→ **GIVEN EXERCISE**: Please list every line of the items below that contains the string "glow", treating uppercase and lowercase as different.

[Source data]
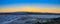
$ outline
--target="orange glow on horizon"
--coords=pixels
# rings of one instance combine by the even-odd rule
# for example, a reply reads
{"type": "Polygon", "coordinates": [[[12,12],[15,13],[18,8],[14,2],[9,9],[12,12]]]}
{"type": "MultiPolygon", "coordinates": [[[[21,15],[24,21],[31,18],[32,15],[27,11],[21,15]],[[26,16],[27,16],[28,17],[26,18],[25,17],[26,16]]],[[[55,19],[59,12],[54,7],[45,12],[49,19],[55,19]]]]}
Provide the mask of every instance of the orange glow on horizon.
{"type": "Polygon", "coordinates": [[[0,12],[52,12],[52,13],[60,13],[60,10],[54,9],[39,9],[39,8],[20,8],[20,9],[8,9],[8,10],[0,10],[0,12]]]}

...

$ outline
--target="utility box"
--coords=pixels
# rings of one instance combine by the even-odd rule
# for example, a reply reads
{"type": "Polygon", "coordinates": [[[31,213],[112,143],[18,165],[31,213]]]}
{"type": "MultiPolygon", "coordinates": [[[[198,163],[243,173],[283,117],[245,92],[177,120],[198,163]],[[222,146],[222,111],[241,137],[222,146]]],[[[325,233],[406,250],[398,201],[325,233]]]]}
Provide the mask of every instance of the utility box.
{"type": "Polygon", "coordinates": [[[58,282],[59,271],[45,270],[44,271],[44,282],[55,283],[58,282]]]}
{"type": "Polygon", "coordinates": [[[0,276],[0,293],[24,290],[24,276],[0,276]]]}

→ **SOLUTION BELOW**:
--target="orange glow on horizon"
Provide the mask of every instance of the orange glow on horizon.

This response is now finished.